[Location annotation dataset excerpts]
::::::
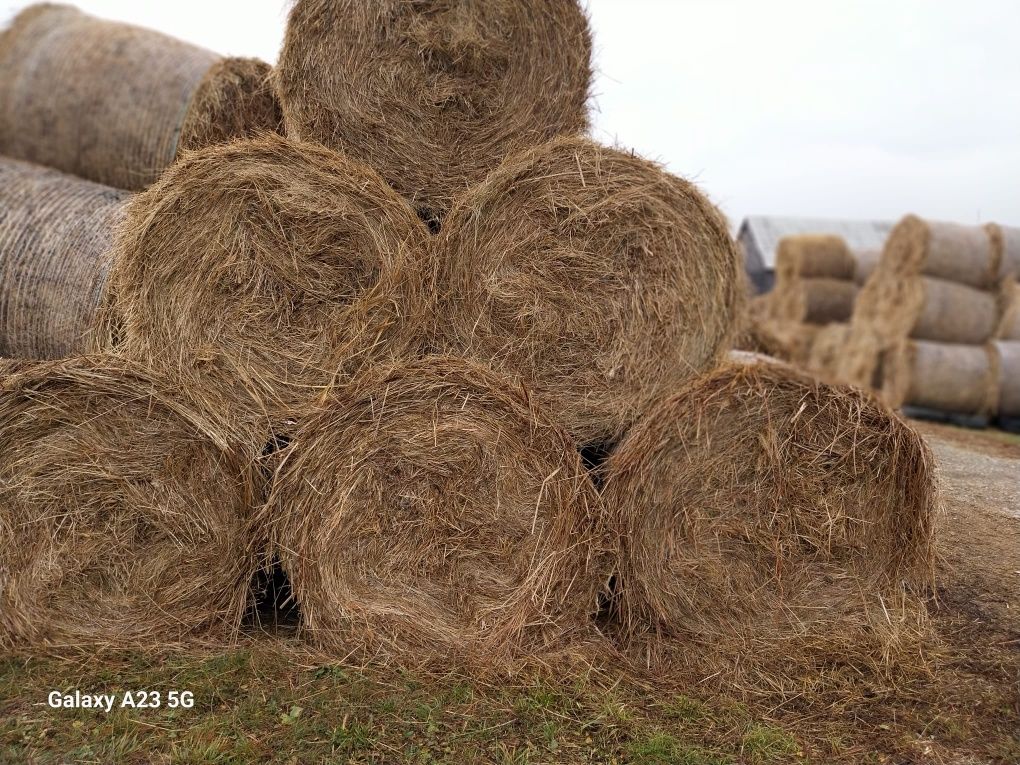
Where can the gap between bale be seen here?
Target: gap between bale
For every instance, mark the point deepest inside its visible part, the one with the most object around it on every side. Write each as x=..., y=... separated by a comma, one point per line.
x=768, y=520
x=436, y=93
x=429, y=510
x=124, y=511
x=593, y=276
x=55, y=236
x=115, y=103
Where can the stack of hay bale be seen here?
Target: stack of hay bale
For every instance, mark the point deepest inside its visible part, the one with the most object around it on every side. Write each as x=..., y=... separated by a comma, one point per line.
x=922, y=329
x=373, y=352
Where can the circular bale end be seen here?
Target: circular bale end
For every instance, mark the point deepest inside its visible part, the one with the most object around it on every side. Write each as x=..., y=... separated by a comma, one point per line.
x=123, y=511
x=769, y=516
x=234, y=100
x=435, y=94
x=237, y=272
x=592, y=275
x=429, y=510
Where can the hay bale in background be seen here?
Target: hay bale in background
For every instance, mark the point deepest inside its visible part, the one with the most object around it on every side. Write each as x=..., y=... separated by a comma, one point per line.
x=429, y=510
x=236, y=271
x=55, y=235
x=766, y=514
x=956, y=378
x=964, y=254
x=115, y=103
x=124, y=510
x=592, y=275
x=435, y=94
x=814, y=256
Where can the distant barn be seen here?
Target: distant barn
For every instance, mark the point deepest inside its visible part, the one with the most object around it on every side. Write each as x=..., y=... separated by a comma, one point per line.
x=760, y=235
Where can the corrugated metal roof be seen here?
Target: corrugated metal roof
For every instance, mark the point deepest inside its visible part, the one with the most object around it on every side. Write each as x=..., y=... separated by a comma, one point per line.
x=761, y=234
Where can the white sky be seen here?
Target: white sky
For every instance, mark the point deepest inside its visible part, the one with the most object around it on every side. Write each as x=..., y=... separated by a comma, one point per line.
x=867, y=108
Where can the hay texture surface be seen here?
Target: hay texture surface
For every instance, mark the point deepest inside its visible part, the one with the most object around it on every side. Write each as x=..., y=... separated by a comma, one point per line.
x=123, y=511
x=236, y=271
x=430, y=510
x=435, y=94
x=115, y=103
x=55, y=236
x=766, y=514
x=593, y=276
x=947, y=377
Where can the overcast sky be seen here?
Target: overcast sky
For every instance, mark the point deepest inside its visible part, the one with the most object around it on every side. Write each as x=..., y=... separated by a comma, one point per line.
x=870, y=108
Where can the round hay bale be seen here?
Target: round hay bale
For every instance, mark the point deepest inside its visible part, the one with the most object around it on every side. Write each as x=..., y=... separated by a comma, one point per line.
x=593, y=276
x=115, y=103
x=930, y=308
x=124, y=510
x=429, y=510
x=237, y=272
x=55, y=236
x=814, y=256
x=1006, y=241
x=1008, y=357
x=964, y=254
x=815, y=300
x=435, y=94
x=766, y=514
x=956, y=378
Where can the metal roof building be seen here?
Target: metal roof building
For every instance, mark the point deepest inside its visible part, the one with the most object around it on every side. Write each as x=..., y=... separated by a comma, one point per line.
x=760, y=235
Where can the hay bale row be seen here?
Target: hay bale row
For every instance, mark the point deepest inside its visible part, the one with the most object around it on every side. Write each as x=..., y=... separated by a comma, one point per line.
x=434, y=95
x=766, y=515
x=124, y=511
x=115, y=103
x=55, y=236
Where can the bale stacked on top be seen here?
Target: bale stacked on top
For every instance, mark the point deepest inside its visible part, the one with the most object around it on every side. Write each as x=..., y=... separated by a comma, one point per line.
x=116, y=104
x=766, y=515
x=593, y=276
x=435, y=94
x=239, y=271
x=124, y=511
x=429, y=510
x=55, y=236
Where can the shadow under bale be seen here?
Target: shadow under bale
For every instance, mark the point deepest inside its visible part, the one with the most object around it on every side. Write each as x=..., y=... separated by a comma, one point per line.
x=434, y=94
x=123, y=511
x=769, y=521
x=430, y=511
x=591, y=275
x=115, y=103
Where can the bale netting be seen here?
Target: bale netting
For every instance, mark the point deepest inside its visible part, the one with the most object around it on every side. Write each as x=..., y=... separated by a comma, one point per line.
x=435, y=94
x=931, y=308
x=964, y=254
x=55, y=236
x=947, y=377
x=115, y=103
x=429, y=509
x=766, y=515
x=593, y=276
x=124, y=510
x=238, y=271
x=814, y=256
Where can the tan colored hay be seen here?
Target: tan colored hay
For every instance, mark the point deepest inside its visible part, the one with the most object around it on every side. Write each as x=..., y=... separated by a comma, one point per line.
x=237, y=272
x=1006, y=241
x=115, y=103
x=55, y=235
x=766, y=515
x=814, y=256
x=592, y=275
x=429, y=510
x=964, y=254
x=1008, y=363
x=123, y=510
x=954, y=378
x=435, y=94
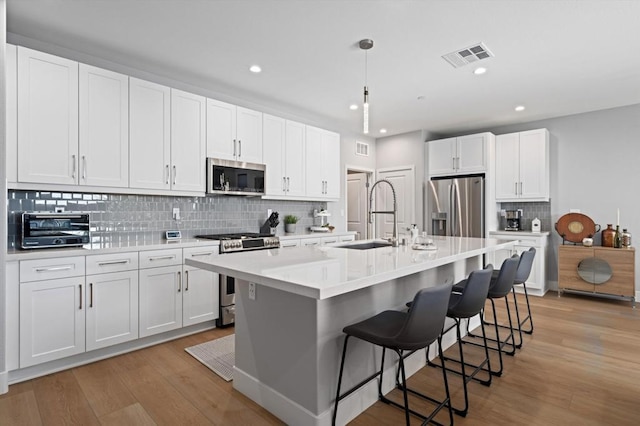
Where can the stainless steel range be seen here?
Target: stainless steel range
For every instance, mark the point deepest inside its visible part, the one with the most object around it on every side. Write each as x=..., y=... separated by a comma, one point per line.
x=236, y=243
::::::
Write out every line of the material above word for word, omitting the pictures.

**Answer to the task**
Where can the gap between bale be seen here?
Target: gap between bale
For every instance, mark the point deepest inside its visible part, the one with the most object around it on every side. Write each as x=..., y=... separated by a comma, one point per line.
x=768, y=520
x=436, y=93
x=429, y=510
x=124, y=511
x=593, y=276
x=55, y=236
x=115, y=103
Where can the stack of hay bale be seen here?
Target: stack of hay bale
For every instance, mark the point deepest inside its visible part, the one with the most object around it on every side. Write each as x=..., y=... separated by a comma, one point per line.
x=922, y=329
x=373, y=352
Where can the circular bale end be seen here?
Target: circular bale end
For every instance, mark the point deepest inside its visible part, the one with the most object around it on every side. Write each as x=..., y=... separated by a comma, one point per line.
x=123, y=511
x=769, y=516
x=234, y=100
x=435, y=94
x=237, y=272
x=592, y=275
x=429, y=510
Where can the hay bale in background be seen here?
Target: hay bale in background
For every instance, mark the point deepest inside its visible part, the one with the most object around it on every side. Write each as x=..., y=... separated by a comma, one point per line.
x=429, y=510
x=236, y=271
x=55, y=235
x=766, y=514
x=956, y=378
x=964, y=254
x=115, y=103
x=124, y=510
x=592, y=275
x=435, y=94
x=814, y=256
Where can the distant barn be seen here?
Target: distant barn
For every instance, mark the point deepest inside its visible part, the one with the most object around it on every side. Write each as x=..., y=... separated by a comma, one point per line.
x=760, y=235
Where can the corrugated metal roof be seen here?
Target: corrugated metal roof
For every instance, mark the point deepest inside its visible part, the one with the most object around it on every side. Write each as x=..., y=... separated by a comma, one point per line.
x=761, y=234
Where can the white sky be seen here?
Target: white sky
For every instance, mark the point deepest inside its visible part, the one with the most object around it on every side. Write each as x=..., y=... separated by a comma, one point per line.
x=867, y=108
Where can the hay texture surface be seen here?
Target: hay texture surface
For every instance, mark the point deepest inside its visible part, the one with the most object around it on every side. Write each as x=..., y=... separated by a comma, one point per line.
x=123, y=511
x=236, y=271
x=430, y=510
x=435, y=94
x=115, y=103
x=55, y=236
x=766, y=514
x=593, y=276
x=947, y=377
Where can the overcast sky be seen here?
Target: overcast sky
For every instance, mark the point deepest inside its visible part, the one with the most object around it on every side. Write each as x=..., y=... separated by a comma, one point per line.
x=870, y=108
Where can the round hay bale be seen here?
Target: round hay bale
For every instance, mark the point deepest inside its visible part, the one with the most object around it on every side. Write each as x=..., y=... separated by a comma, one point per line.
x=593, y=276
x=115, y=103
x=930, y=308
x=124, y=510
x=429, y=510
x=237, y=272
x=55, y=236
x=814, y=256
x=1006, y=241
x=1008, y=357
x=964, y=254
x=815, y=300
x=435, y=94
x=766, y=514
x=956, y=378
Where can the metal roof building be seen here?
Target: metal roof building
For every instance, mark the point deepest inside its visible part, the one with the most object around it on every side. Write each as x=..., y=... separated by a comma, one point per line.
x=760, y=235
Where can the hay bale row be seen here?
Target: hay bale row
For every instance, mark the point deepest inside its visible part, the one with the most object around it on every side. Write each as x=..., y=... separated by a comma, one point per line.
x=434, y=95
x=766, y=515
x=124, y=511
x=115, y=103
x=55, y=236
Where can the bale stacked on top be seen here?
Target: bale stacked on top
For every instance, mark the point deepest inside its visible part, the one with the most object around it on every side. Write each as x=..., y=... separated by a comma, one point per line.
x=116, y=104
x=766, y=515
x=593, y=276
x=435, y=94
x=239, y=271
x=124, y=511
x=429, y=510
x=55, y=236
Where can the shadow under bale be seen here?
Target: shadow under bale
For every instance, mark the point deepest inside its visible part, the one with the most object around it on every side. Write each as x=..., y=... separated by a comma, one point per line.
x=434, y=94
x=123, y=511
x=769, y=521
x=430, y=511
x=591, y=275
x=115, y=103
Where can the bale netting be seen here?
Target: bale netting
For every instance, mark the point deepest inside its visible part, the one with the most object around it on every side. Write each as x=..., y=... separated by a comma, one point per line.
x=435, y=94
x=931, y=308
x=964, y=254
x=55, y=236
x=947, y=377
x=115, y=103
x=429, y=509
x=766, y=515
x=593, y=276
x=124, y=510
x=238, y=271
x=814, y=256
Where can the tan colored hay be seen here?
Target: tan colored hay
For every instance, mark the point deepest inside its visible part, the one with the most object around it on every side. Write each as x=..., y=... separated by a comma, one point per line.
x=237, y=272
x=1006, y=241
x=115, y=103
x=55, y=235
x=766, y=515
x=814, y=256
x=592, y=275
x=429, y=510
x=964, y=254
x=1008, y=363
x=123, y=510
x=954, y=378
x=435, y=94
Where can the stainless steel range be seen here?
Target: stainless steel range
For every instance, mark the point deepest inside its visible part, the one with the most object around it on every side. Write each as x=..., y=... separated by a comma, one point per line.
x=236, y=243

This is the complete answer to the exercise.